--- Written task ---
From the blog post below, reproduce verbatim the stretch that starts with the words "And NOW, the" and ends with "number of lizards.".

--- Source extract ---
□ □ □ □ □
Saturday, September 4, 2010

Close Encounters of the Winged Kind and Other Absurd Stories.

       I've always been an exceedingly lazy person, I shamefacedly admit that. So while the world around me changed and changed some more, I couldn't bring myself to write something until today.
A lot of new things have come up since my last blog post. Before I proceed to actually getting to the topic I intend to write about, here are some updates on whats been up:
        MT < the unbelievably irritating 2(!!!) point course > is getting on my nerves.
They've introduced stuff that is supposed to make our life simple (oh really???!!! I don't think so) and wherein we are supposed to "decorate" our graphs (heaven knows what that means. Should I be using glitter pens for plotting?). And for an unfairly low 0.5 points out of that TWO POINT COURSE, I'm supposed to study Bio, a subject, which I must confess, I am not destined to ...errr.... well..umm...get the drift. :D
So, to cut it short, MT classes are spent pondering over the unsolved mysteries of life, like..why should I have to enroll for a B.E. course if I was so desperate to study bio, ..or why on earth must I write down everything that is given in the Chemistry manual into the observation book AGAIN, and then have a viva on the EXACT same thing. < Lab assistants showing tadi has also been known to piss off a lot of people >.
    No sign of redis yet :( and the IC is so super stuffed at 5, that its impossible to get anything at all.. so.. yeah.. I'm also going through a minor starvation period here.

 And NOW, the most important thing, its been raining in Pilani. Nope, I don't mean the pseudo rainfall that begins when you're walking on the road, and ends as soon as you're drenched and thereby reach your tut section looking like a sewer rat. < excuse the terminology, but thats the closest thing that I could thing of >
So...this has resulted into three things:
1. An increased number of insects
2. An increased number of lizards.
3. Weird zoological activity.
□ □ □ □ □
Data entries:
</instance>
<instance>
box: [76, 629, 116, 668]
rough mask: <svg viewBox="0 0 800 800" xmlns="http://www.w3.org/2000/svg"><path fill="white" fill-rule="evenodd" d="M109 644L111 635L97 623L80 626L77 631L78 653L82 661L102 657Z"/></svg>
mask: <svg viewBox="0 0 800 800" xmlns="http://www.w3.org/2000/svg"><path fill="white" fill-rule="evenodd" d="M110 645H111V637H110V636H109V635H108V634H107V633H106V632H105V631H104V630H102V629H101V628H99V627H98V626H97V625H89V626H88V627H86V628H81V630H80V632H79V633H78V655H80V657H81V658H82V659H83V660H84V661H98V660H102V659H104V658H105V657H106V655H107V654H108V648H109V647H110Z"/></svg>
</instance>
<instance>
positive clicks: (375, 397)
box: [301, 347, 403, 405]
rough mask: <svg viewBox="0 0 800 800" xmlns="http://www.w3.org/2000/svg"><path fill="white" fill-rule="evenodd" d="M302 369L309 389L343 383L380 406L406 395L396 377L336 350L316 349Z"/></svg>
□ □ □ □ □
--- Solution for this task ---
And NOW, the most important thing, its been raining in Pilani. Nope, I don't mean the pseudo rainfall that begins when you're walking on the road, and ends as soon as you're drenched and thereby reach your tut section looking like a sewer rat. < excuse the terminology, but thats the closest thing that I could thing of >
So...this has resulted into three things:
1. An increased number of insects
2. An increased number of lizards.